**Work order:**
When you transcribe the listing, keep each line exact and drop the pictures.

**Data shown:**
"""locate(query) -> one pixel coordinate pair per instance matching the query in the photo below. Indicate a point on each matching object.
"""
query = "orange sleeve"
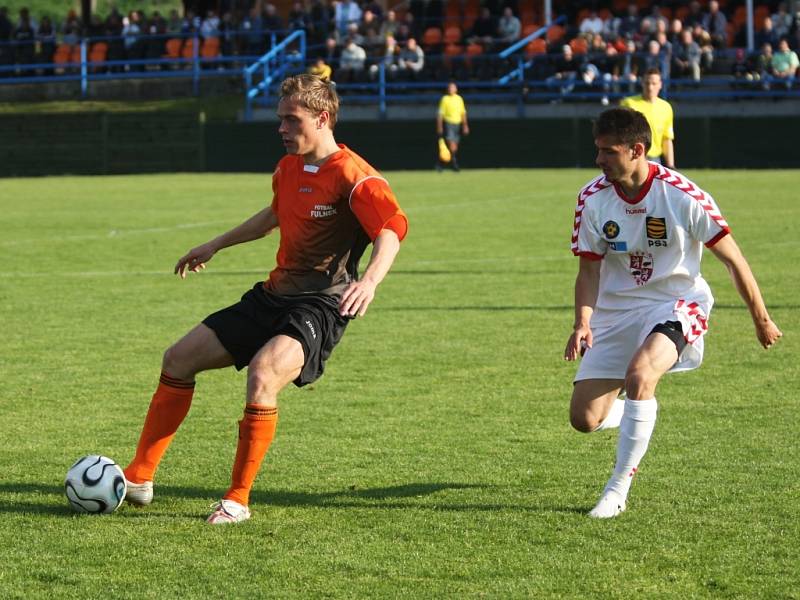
(376, 208)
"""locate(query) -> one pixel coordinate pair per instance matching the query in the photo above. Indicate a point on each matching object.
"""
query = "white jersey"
(651, 245)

**Final answer:**
"""locate(query) -> one pixel coordinate pair per instance matching the query in the photo below. Indicate a point on each matching object.
"""
query = "orange sleeve"
(376, 208)
"""locate(query) -> one pixel coordinate pair per instance matching the query in the photo above. Indicate a point on each matching object.
"""
query = "white jersey"
(651, 245)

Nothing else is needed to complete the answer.